> [PASSAGE]:
-=-=-
In early 2018, the Honors College at the University of Mississippi hosted two meetings for Black, indigenous and other students of color to gauge interest in forming an organization. “When over 50 students crowded into the meetings, the Ole Miss staff created the Minority Engagement Council (MEC),” says Rachel Coleman, advisor of the MEC at Ole Miss. “I had a bad undergraduate experience myself. By either not looking like my peers or else looking like my peers but not sharing their same interests, I was falling through the cracks.”
On both a personal and a professional level, Coleman appreciates the MEC’s mission to “foster an environment that promotes interconnectivity, cultivates greatness in academia and generates a respectful community that opens dialogue for minority students.”
She’s not alone. Ajah Singleton and Elsi Gabriela Mu.oz Ramos, two first-generation students and Annexstad Family Foundation Scholars, have discovered ways to thrive while in school. Both are members of the university’s Sally McDonnell Barksdale Honors College (SMBHC), where they participate in two supportive academic programs, the MEC and the First-Generation Student Network (First-Gen).
For Singleton, “First-Gen and the MEC fully complement The Annexstad Family Foundation Scholarship,” which is awarded to Ole Miss students who meet three primary criteria: They must exhibit exceptional potential to become leaders in their chosen fields; they must have successfully triumphed over significant personal or family hardship; and their financial situations would otherwise prevent them from attending college.
“All of these programs focus on supporting those who need help,” she adds. As a junior majoring in health care management and the current president of MEC, Singelton notes, “If the Honors College had not established these organizations, I would have been so lonely and isolated.”
-=-=-
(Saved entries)
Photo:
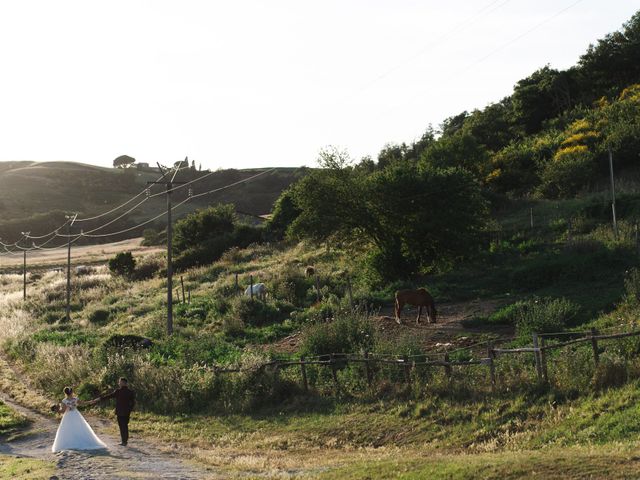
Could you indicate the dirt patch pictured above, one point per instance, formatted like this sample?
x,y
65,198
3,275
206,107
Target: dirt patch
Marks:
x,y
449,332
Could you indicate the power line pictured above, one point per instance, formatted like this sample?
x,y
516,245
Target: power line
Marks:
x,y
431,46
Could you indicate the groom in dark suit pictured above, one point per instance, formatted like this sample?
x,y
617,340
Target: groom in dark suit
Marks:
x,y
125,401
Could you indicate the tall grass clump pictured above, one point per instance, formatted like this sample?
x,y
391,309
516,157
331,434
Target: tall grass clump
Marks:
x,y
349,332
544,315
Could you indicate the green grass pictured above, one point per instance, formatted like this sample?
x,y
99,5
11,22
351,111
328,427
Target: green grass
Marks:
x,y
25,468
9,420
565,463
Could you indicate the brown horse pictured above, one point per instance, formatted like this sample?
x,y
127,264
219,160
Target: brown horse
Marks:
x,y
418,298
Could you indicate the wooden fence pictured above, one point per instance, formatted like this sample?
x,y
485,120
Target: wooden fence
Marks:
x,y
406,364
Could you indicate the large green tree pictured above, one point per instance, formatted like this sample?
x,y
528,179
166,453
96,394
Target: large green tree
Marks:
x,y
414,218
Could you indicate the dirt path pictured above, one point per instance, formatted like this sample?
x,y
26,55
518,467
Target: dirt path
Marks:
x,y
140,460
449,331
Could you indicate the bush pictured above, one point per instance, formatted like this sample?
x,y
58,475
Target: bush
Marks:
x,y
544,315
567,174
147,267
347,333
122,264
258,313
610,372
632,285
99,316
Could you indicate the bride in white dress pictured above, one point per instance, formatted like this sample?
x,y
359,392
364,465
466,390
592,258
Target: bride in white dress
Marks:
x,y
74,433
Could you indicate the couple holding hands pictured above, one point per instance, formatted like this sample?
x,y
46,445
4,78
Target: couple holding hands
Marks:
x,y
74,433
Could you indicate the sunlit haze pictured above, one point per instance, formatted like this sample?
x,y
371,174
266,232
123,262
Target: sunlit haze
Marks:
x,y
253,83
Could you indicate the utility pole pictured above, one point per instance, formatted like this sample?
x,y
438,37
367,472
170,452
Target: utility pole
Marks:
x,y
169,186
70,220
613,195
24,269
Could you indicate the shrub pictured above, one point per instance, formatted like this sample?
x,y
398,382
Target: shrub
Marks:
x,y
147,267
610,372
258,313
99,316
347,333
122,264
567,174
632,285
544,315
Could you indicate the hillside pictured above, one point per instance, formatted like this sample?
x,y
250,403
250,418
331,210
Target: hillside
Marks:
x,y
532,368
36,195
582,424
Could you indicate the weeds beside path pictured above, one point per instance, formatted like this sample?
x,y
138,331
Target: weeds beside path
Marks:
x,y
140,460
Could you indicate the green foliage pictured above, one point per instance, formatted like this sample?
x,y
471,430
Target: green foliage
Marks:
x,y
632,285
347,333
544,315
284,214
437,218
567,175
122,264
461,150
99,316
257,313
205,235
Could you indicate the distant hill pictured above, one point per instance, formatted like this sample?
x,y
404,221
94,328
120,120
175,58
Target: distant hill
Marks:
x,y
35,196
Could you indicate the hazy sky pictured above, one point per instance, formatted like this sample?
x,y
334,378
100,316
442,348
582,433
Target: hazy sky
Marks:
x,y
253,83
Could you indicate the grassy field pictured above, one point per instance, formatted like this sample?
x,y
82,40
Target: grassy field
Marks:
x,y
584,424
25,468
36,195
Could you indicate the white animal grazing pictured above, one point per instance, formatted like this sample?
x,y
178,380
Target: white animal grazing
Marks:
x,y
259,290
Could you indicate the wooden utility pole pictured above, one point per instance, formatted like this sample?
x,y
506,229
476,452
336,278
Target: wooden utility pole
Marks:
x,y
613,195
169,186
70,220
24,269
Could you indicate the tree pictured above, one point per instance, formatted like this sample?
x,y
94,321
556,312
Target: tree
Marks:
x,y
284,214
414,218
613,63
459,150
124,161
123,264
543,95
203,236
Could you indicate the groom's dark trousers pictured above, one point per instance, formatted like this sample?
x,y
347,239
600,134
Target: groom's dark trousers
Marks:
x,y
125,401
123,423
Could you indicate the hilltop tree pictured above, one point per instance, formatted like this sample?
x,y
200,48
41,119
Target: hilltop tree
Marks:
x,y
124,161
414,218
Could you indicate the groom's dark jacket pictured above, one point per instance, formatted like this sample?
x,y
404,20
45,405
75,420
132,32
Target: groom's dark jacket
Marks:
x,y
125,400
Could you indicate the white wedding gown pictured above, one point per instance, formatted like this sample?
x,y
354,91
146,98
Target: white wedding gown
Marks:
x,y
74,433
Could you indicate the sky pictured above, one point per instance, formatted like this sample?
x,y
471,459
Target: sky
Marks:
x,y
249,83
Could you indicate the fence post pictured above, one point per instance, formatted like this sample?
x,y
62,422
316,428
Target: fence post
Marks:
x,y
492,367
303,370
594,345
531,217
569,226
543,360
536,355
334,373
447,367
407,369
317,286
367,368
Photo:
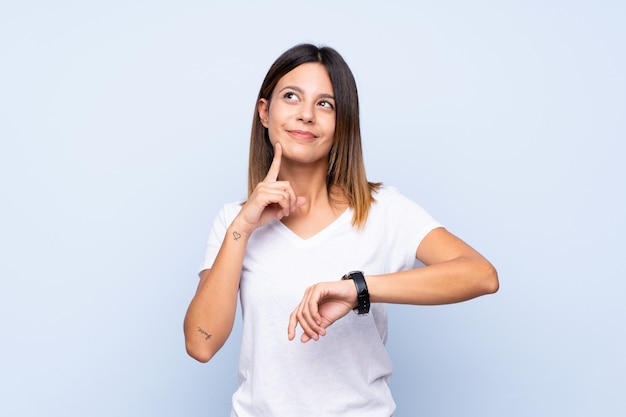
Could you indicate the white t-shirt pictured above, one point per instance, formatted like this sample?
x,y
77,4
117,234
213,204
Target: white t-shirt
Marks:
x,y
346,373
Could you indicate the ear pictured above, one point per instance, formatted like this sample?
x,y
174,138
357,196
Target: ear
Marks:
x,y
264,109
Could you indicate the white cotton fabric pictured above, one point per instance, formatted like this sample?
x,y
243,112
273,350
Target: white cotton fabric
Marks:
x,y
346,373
-=-=-
> [PARTS OF THE EXERCISE]:
1. Print the passage on the Minority Engagement Council between "She’s not alone." and "from attending college.", inclusive.
2. For each statement below, state whether the passage on the Minority Engagement Council supports it, answering yes or no and quoting the deciding words of the passage. (a) The Honors College hosted two meetings in early 2018. (b) Rachel Coleman is the president of the MEC. (c) Singleton is a senior majoring in health care management.
3. Pick up the passage on the Minority Engagement Council after its final sentence and keep writing.

> [RESPONSES PER TASK]:
1.
She’s not alone. Ajah Singleton and Elsi Gabriela Mu.oz Ramos, two first-generation students and Annexstad Family Foundation Scholars, have discovered ways to thrive while in school. Both are members of the university’s Sally McDonnell Barksdale Honors College (SMBHC), where they participate in two supportive academic programs, the MEC and the First-Generation Student Network (First-Gen).
For Singleton, “First-Gen and the MEC fully complement The Annexstad Family Foundation Scholarship,” which is awarded to Ole Miss students who meet three primary criteria: They must exhibit exceptional potential to become leaders in their chosen fields; they must have successfully triumphed over significant personal or family hardship; and their financial situations would otherwise prevent them from attending college.

2.
(a) Yes: "In early 2018, the Honors College at the University of Mississippi hosted two meetings"
(b) No: "Rachel Coleman, advisor of the MEC at Ole Miss"
(c) No: "As a junior majoring in health care management"

3.
Ramos echoes her sentiment of gratitude for the school’s sensitivity to their needs. Having grown up in Mexico, transitioning to the U.S. educational system wasn’t easy when her family moved to Mississippi four years ago. “In high school, my sister and I felt out of place,” she shares. “As a freshman Scholar, the First-Gen and the MEC helped me find a community with people who have had to overcome similar struggles.”
Ashleen Williams, who mentors the First-Gen organization, says “This initiative works specifically to dismantle the hidden curriculum. We focus on service and eliminating the barriers first-generation students might encounter. We provide access to a network of resources and people who can help empower them to succeed at our university.”
Once a first-generation college student himself, Ole Miss Chancellor Glenn Boyce is familiar with the importance of this programming for a transformative school experience and a path to post-graduation opportunities. Boyce grew up in New York and, when he considered transferring to Ole Miss, the school told him to “come on down.” He got in his old, beat-up car and drove more than 1,200 miles to get there. Boyce earned his bachelor’s degree in Education and a doctorate in Educational Leadership at Ole Miss where he also met his future wife. Before becoming chancellor, Boyce enjoyed a career in secondary and post-secondary education spanning more than 37 years.
“The most pivotal point of my life was based on trusting Ole Miss to take care of me,” he says.
“I did my part by coming and they certainly did theirs by investing in my success and changing the trajectory of my life. I’m touched and inspired by how our partnership with The Annexstad Family Foundation is helping us achieve that same tremendous personal impact for our students and their future.”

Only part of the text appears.